TRY IT: The answer should consist of each line below that contains the word "door".

───── LISTED ENTRIES ─────

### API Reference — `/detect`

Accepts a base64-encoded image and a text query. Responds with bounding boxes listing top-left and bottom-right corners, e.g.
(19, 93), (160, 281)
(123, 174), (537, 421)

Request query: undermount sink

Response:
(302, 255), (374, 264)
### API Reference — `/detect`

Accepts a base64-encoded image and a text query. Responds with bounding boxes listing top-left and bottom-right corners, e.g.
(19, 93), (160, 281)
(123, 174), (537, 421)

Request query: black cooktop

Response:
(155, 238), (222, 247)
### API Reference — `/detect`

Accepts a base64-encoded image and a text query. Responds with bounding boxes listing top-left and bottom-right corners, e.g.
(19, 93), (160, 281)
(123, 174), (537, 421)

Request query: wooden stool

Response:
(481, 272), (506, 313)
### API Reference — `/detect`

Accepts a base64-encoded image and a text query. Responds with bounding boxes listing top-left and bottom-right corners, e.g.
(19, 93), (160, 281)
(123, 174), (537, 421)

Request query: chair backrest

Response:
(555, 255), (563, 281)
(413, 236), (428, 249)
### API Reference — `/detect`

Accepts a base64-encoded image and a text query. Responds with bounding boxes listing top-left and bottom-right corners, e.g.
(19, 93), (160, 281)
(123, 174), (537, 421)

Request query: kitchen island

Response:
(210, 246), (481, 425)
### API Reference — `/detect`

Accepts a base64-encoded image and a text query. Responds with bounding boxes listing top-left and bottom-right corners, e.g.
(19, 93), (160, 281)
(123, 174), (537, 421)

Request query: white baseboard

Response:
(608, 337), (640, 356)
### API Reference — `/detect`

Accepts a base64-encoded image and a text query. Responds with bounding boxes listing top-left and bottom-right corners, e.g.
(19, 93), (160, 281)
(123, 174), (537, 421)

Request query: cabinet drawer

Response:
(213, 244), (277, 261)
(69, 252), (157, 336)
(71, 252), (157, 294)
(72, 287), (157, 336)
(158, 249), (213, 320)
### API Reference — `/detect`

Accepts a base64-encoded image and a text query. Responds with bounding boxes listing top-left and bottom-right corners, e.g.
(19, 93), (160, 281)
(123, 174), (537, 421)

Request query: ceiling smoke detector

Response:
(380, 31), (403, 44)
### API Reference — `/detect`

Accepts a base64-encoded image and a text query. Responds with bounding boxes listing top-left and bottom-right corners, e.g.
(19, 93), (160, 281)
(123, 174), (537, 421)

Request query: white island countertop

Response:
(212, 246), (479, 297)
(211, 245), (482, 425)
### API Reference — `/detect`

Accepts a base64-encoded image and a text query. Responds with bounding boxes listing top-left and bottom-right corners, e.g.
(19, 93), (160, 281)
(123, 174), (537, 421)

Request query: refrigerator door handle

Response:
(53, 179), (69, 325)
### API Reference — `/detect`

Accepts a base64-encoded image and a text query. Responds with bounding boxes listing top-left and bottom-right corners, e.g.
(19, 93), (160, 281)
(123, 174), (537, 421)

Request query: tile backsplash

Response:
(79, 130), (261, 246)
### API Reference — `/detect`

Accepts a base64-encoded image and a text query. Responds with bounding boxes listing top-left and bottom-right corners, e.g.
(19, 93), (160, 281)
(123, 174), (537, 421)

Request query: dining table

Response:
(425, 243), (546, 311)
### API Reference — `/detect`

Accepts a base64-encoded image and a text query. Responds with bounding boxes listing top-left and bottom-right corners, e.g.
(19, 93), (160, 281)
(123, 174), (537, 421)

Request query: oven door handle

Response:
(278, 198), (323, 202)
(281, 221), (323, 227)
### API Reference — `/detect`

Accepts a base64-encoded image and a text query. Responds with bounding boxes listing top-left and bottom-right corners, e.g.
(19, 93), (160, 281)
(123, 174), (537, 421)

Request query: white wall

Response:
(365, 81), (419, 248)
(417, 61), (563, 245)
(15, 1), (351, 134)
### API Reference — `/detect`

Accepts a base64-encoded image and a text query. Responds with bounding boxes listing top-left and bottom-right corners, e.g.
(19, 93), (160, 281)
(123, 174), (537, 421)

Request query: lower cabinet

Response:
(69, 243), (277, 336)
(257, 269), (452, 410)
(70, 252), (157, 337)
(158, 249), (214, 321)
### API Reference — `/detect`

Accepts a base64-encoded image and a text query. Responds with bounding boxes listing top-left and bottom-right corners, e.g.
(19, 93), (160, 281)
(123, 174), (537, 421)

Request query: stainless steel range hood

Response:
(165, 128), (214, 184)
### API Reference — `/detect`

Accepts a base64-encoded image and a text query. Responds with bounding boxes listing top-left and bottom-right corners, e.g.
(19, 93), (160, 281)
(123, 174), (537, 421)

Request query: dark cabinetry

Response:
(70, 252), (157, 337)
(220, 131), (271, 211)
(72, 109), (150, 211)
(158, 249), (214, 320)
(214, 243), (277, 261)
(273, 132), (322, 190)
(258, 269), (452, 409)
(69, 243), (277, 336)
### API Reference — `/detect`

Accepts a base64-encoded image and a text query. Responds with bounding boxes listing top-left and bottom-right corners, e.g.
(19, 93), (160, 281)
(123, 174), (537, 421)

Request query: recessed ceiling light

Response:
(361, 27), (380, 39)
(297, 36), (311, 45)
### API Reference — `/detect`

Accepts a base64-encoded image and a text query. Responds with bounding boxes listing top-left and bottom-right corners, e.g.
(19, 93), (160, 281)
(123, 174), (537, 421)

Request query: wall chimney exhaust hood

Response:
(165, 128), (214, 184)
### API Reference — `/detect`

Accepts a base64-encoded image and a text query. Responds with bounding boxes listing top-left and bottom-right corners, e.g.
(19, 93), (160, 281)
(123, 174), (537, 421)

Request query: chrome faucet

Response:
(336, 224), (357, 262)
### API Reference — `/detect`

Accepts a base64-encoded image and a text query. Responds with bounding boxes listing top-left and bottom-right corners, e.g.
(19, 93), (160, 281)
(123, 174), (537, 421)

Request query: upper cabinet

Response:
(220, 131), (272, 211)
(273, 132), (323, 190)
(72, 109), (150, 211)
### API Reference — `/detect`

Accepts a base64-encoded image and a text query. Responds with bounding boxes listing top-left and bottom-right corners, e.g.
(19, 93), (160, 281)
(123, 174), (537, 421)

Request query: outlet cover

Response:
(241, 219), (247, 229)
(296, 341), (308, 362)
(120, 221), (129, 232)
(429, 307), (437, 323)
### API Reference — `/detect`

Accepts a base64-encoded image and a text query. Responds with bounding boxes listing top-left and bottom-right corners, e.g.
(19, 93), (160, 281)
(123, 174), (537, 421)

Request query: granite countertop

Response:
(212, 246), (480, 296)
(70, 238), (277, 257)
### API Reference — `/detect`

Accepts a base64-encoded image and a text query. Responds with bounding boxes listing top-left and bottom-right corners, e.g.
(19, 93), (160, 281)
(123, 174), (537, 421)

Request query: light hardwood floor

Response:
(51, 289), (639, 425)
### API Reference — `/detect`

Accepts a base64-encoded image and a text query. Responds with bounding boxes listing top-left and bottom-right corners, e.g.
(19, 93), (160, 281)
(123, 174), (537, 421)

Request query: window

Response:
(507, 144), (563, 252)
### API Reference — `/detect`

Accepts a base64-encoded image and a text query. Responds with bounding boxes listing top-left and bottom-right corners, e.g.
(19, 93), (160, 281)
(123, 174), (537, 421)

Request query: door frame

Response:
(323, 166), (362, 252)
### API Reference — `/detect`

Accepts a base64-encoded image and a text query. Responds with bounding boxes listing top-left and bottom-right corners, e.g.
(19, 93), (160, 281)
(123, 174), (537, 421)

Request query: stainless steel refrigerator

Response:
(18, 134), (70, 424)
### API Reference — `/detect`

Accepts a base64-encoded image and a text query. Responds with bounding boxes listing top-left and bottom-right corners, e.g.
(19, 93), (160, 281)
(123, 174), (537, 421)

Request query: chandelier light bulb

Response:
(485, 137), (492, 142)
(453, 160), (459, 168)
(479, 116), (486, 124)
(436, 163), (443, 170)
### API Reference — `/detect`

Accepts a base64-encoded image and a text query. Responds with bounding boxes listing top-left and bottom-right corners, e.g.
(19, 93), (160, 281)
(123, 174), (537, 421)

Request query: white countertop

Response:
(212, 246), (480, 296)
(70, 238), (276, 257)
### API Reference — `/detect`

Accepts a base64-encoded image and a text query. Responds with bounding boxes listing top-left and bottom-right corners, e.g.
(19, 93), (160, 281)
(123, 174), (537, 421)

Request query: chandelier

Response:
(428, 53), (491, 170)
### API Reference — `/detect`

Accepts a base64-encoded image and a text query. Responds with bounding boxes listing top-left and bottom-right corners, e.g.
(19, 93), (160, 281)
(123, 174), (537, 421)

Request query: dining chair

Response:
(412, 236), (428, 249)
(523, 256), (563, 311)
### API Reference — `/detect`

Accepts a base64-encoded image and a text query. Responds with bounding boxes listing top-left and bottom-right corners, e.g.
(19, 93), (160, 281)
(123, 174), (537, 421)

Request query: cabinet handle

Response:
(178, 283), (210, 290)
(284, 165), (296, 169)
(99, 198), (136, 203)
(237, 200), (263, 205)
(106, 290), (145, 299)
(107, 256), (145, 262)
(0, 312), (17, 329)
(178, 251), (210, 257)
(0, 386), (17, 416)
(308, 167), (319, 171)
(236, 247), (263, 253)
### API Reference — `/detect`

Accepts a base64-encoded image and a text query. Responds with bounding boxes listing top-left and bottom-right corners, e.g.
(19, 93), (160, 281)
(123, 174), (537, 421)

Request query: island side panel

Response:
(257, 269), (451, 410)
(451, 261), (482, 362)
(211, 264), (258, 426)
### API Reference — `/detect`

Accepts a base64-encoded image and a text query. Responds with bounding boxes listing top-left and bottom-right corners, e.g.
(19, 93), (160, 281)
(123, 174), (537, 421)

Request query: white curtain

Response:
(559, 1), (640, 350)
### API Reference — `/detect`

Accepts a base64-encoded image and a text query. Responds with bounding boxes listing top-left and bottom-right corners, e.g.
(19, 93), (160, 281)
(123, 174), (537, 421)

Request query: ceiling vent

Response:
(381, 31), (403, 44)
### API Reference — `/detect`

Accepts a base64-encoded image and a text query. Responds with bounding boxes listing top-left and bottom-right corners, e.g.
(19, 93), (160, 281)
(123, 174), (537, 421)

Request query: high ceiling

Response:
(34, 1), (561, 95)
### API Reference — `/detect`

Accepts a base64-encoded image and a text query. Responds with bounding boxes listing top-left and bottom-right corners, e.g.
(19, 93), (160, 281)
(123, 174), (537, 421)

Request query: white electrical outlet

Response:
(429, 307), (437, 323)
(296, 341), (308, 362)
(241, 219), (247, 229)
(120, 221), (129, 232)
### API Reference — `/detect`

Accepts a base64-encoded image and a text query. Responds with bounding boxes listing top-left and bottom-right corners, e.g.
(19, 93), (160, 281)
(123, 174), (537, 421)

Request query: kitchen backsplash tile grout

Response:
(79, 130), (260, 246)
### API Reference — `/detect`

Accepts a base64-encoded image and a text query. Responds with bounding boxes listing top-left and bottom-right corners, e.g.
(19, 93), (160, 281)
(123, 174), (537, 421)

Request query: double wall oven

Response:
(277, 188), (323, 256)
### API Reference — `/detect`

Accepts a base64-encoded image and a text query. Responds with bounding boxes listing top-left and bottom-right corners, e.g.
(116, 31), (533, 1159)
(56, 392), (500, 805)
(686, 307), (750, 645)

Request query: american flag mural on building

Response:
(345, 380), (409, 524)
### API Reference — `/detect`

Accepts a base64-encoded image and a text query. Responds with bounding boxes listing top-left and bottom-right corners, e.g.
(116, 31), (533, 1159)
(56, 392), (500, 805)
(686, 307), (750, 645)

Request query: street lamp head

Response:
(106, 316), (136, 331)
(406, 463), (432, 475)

─────

EXERCISE SOLUTION:
Request query: refrigerator door handle
Request query: oven door handle
Request query: door frame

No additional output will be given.